[Dataset items]
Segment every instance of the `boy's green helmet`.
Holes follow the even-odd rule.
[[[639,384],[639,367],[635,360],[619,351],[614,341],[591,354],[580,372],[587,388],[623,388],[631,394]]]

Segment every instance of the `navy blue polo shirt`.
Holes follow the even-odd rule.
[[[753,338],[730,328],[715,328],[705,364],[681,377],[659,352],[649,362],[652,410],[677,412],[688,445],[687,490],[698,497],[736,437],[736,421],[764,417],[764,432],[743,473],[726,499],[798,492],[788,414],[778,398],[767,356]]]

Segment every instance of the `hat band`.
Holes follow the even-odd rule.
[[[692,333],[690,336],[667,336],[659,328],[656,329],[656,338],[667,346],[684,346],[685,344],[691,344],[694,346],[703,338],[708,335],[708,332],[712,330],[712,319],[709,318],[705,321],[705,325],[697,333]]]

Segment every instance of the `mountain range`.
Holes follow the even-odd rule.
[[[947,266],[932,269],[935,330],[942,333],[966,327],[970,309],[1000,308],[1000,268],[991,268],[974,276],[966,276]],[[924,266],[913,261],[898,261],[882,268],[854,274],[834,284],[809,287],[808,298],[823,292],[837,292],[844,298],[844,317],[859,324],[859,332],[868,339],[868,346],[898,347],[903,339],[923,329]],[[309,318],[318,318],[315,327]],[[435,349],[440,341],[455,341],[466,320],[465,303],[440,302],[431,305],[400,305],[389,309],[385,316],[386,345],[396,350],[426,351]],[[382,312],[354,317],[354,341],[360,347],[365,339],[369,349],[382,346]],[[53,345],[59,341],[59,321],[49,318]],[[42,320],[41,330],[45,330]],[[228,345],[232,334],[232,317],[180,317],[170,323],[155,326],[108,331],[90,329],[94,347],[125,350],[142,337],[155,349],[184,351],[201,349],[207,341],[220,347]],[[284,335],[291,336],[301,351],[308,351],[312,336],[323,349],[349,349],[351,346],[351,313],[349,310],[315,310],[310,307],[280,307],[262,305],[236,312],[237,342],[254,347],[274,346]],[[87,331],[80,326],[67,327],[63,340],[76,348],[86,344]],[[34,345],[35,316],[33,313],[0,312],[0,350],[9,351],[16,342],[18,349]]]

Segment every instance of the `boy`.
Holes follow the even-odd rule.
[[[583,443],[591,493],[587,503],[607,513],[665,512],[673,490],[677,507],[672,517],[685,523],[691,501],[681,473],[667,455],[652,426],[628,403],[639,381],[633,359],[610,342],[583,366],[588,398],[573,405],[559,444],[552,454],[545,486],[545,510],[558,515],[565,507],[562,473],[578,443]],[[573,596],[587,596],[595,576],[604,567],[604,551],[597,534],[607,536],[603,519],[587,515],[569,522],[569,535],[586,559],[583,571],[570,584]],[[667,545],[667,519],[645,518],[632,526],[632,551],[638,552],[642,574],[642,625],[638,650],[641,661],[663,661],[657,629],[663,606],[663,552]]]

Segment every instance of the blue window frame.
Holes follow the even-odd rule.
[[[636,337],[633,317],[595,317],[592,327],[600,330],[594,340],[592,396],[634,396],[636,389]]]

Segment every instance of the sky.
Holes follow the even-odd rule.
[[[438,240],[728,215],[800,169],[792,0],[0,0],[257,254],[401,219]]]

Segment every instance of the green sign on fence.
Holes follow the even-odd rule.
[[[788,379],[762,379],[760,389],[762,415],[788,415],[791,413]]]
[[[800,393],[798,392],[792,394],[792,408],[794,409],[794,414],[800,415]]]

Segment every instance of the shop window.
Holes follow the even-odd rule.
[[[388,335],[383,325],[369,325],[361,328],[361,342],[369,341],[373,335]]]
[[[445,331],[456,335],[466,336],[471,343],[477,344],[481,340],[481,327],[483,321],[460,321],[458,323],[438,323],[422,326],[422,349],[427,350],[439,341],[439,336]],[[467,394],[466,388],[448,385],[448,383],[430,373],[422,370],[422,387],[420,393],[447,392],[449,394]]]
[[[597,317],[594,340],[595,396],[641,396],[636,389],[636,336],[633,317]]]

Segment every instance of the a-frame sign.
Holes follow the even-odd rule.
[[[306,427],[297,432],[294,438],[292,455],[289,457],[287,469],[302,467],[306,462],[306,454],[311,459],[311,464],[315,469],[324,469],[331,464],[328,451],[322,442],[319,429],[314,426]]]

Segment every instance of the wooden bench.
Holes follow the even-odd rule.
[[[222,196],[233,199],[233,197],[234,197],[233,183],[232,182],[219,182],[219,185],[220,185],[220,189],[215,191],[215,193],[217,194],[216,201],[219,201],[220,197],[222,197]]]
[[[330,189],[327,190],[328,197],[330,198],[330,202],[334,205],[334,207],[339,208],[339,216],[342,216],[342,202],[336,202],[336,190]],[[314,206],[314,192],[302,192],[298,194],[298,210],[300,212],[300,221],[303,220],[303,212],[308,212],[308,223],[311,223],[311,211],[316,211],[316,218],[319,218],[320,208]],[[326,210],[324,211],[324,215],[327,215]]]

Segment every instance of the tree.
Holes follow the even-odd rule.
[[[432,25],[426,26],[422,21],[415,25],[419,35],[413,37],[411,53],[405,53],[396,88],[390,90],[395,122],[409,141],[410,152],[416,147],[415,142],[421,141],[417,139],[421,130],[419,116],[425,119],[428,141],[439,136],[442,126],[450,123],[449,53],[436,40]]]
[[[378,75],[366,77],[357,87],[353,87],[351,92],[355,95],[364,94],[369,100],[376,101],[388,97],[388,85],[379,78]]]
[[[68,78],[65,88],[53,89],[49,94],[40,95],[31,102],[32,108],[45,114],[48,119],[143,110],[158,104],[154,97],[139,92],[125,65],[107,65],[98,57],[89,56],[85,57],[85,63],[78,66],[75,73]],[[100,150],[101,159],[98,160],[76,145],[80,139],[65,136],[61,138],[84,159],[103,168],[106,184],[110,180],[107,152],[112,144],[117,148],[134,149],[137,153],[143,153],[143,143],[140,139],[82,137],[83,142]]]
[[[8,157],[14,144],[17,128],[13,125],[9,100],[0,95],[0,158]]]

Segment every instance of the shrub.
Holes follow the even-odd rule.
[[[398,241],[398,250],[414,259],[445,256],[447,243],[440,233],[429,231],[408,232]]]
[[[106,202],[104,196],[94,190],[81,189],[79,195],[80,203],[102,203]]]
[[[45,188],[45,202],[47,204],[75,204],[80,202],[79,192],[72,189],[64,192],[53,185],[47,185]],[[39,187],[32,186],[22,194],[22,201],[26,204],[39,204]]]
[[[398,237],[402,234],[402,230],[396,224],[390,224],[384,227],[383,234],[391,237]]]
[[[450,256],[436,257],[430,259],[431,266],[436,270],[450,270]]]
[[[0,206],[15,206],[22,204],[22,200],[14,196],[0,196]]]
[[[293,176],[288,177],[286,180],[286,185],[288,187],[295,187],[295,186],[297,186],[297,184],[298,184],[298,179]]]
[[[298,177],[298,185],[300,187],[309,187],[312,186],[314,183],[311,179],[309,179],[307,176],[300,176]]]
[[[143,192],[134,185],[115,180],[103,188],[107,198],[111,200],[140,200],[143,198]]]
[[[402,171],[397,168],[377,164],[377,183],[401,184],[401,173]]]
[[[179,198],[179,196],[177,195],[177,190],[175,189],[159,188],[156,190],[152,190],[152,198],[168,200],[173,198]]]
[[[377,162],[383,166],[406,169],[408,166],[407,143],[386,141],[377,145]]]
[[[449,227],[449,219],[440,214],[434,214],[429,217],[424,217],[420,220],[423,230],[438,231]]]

* [Required work]:
Nothing in the data should be altered; please repeat it exactly.

* [Answer box]:
Segment every instance of the `boy's green helmet`.
Holes follow the even-odd rule.
[[[639,384],[639,367],[635,360],[619,351],[614,341],[591,354],[580,372],[587,388],[623,388],[631,394]]]

Segment every instance of the `navy blue polo shirt`.
Holes follow the even-odd rule.
[[[753,338],[730,328],[715,328],[705,364],[681,377],[659,352],[649,362],[652,410],[677,412],[688,445],[687,490],[698,497],[736,437],[736,421],[764,417],[764,432],[743,473],[726,499],[798,492],[788,414],[778,398],[767,356]]]

Segment every instance of the `hat band`.
Holes follow the even-odd rule.
[[[692,333],[690,336],[667,336],[659,328],[656,329],[656,338],[667,346],[684,346],[685,344],[691,344],[694,346],[703,338],[708,335],[708,332],[712,330],[712,319],[709,318],[705,321],[705,325],[697,333]]]

Segment every instance of the `mountain range`.
Holes follow the even-odd rule.
[[[947,266],[932,269],[935,330],[942,333],[966,327],[970,309],[1000,308],[1000,268],[991,268],[974,276],[966,276]],[[924,266],[913,261],[898,261],[882,268],[854,274],[834,284],[809,287],[808,298],[823,292],[837,292],[844,298],[844,317],[859,324],[859,332],[868,339],[868,346],[898,347],[903,339],[923,329]],[[309,318],[318,318],[315,327]],[[435,349],[440,341],[455,341],[466,320],[465,303],[440,302],[431,305],[400,305],[389,309],[385,316],[386,345],[396,350],[426,351]],[[382,312],[354,317],[354,341],[360,347],[365,339],[369,349],[382,346]],[[53,345],[59,341],[59,321],[49,318]],[[42,320],[41,330],[45,330]],[[228,345],[232,334],[232,317],[180,317],[170,323],[155,326],[108,331],[90,329],[94,347],[125,350],[142,337],[155,349],[184,351],[201,349],[207,341],[220,347]],[[284,335],[291,336],[301,351],[308,351],[312,336],[323,349],[349,349],[351,346],[351,313],[349,310],[315,310],[310,307],[280,307],[262,305],[236,312],[237,342],[254,347],[274,346]],[[87,331],[80,326],[67,327],[63,340],[76,348],[86,344]],[[34,345],[35,316],[33,313],[0,312],[0,350],[9,351],[16,342],[18,349]]]

Segment every instance of the `boy`.
Holes follow the even-odd rule.
[[[583,443],[591,493],[587,503],[607,513],[665,512],[673,490],[677,507],[672,517],[685,523],[691,501],[681,473],[667,455],[652,426],[628,403],[639,381],[633,359],[610,342],[583,366],[588,398],[573,405],[559,444],[552,454],[545,486],[545,510],[558,515],[565,507],[562,473],[578,443]],[[573,596],[587,596],[595,576],[604,567],[604,551],[597,534],[607,536],[603,519],[587,515],[569,522],[569,535],[586,559],[583,571],[570,584]],[[667,545],[667,519],[645,518],[632,526],[632,551],[638,552],[642,574],[642,625],[638,650],[641,661],[663,661],[657,629],[663,606],[663,552]]]

Segment every instance of the blue window frame.
Holes follow the even-odd rule.
[[[636,337],[633,317],[595,317],[592,327],[600,330],[594,340],[592,396],[634,396],[636,389]]]

Segment every instance of the sky.
Holes follow the even-odd rule.
[[[438,240],[728,215],[800,169],[792,0],[0,0],[257,254],[401,219]]]

Segment every instance of the green sign on fence.
Holes follow the even-odd rule.
[[[788,379],[762,379],[760,389],[762,415],[788,415],[791,413]]]
[[[800,393],[798,392],[792,394],[792,408],[794,409],[794,414],[800,415]]]

Segment every instance of the shop window.
Holes follow the even-odd rule.
[[[388,335],[383,325],[369,325],[361,328],[361,342],[369,341],[373,335]]]
[[[445,331],[456,335],[466,336],[471,343],[477,344],[481,340],[481,327],[483,321],[460,321],[458,323],[438,323],[422,326],[422,349],[427,350],[439,341],[439,336]],[[467,394],[466,388],[448,385],[448,383],[430,373],[422,370],[422,387],[420,393],[447,392],[449,394]]]
[[[597,317],[594,340],[595,396],[641,396],[636,389],[636,336],[633,317]]]

Segment every instance of the a-frame sign.
Holes follow the even-odd rule.
[[[306,427],[297,432],[294,438],[292,455],[289,457],[287,469],[302,467],[306,462],[306,454],[311,459],[311,464],[315,469],[324,469],[331,464],[328,451],[322,442],[319,429],[314,426]]]

Segment every instance of the wooden bench.
Holes follow the even-odd rule.
[[[222,196],[233,199],[233,197],[234,197],[233,183],[232,182],[219,182],[219,185],[220,185],[220,189],[215,191],[215,193],[217,194],[216,201],[219,201],[220,197],[222,197]]]
[[[330,189],[327,190],[328,197],[330,198],[330,202],[334,205],[334,207],[339,208],[339,216],[342,216],[342,202],[336,202],[336,190]],[[314,206],[314,192],[302,192],[298,194],[298,210],[300,212],[300,221],[303,220],[303,212],[308,212],[308,223],[311,223],[311,211],[316,211],[316,218],[319,218],[320,208]],[[326,210],[324,211],[324,215],[327,215]]]

Segment every instance of the tree.
Holes follow the even-odd rule.
[[[432,25],[426,26],[422,21],[415,25],[419,35],[413,37],[411,53],[405,53],[396,88],[390,90],[395,122],[409,141],[410,152],[416,147],[415,142],[421,141],[417,139],[421,130],[419,116],[425,119],[428,141],[439,136],[442,126],[450,123],[449,53],[436,40]]]
[[[378,75],[366,77],[357,87],[353,87],[351,92],[355,95],[364,94],[369,100],[376,101],[388,97],[388,85],[379,78]]]
[[[68,78],[65,88],[53,89],[49,94],[40,95],[31,102],[32,108],[45,114],[48,119],[143,110],[158,104],[154,97],[139,92],[125,65],[107,65],[98,57],[89,56],[85,57],[85,63],[78,66],[75,73]],[[100,150],[101,159],[98,160],[76,145],[80,139],[65,136],[61,138],[84,159],[103,168],[106,184],[110,180],[107,152],[112,144],[117,148],[134,149],[137,153],[143,153],[143,143],[140,139],[82,137],[83,142]]]
[[[8,157],[14,144],[17,128],[13,125],[9,100],[0,95],[0,158]]]

Segment every instance of the shrub.
Holes follow the even-odd rule.
[[[398,241],[398,250],[414,259],[445,256],[447,243],[440,233],[429,231],[408,232]]]
[[[106,202],[104,196],[94,190],[81,189],[79,195],[80,203],[102,203]]]
[[[45,188],[45,202],[47,204],[75,204],[80,202],[79,192],[72,189],[64,192],[53,185],[47,185]],[[39,187],[32,186],[22,194],[22,201],[26,204],[39,204]]]
[[[398,237],[402,234],[402,230],[396,224],[390,224],[384,227],[383,234],[391,237]]]
[[[450,256],[436,257],[430,259],[431,266],[436,270],[450,270]]]
[[[0,206],[15,206],[22,204],[22,200],[14,196],[0,196]]]
[[[293,176],[288,177],[286,180],[286,185],[288,187],[295,187],[295,186],[297,186],[297,184],[298,184],[298,179]]]
[[[298,177],[298,185],[300,187],[309,187],[312,186],[314,183],[311,179],[309,179],[307,176],[300,176]]]
[[[143,192],[134,185],[115,180],[103,188],[107,198],[111,200],[140,200],[143,198]]]
[[[402,171],[397,168],[377,164],[377,183],[401,184],[401,173]]]
[[[179,198],[179,196],[177,195],[177,190],[175,189],[159,188],[156,190],[152,190],[152,198],[168,200],[173,198]]]
[[[377,162],[383,166],[406,169],[408,166],[407,143],[386,141],[377,145]]]
[[[449,227],[449,219],[440,214],[434,214],[429,217],[424,217],[420,220],[423,230],[438,231]]]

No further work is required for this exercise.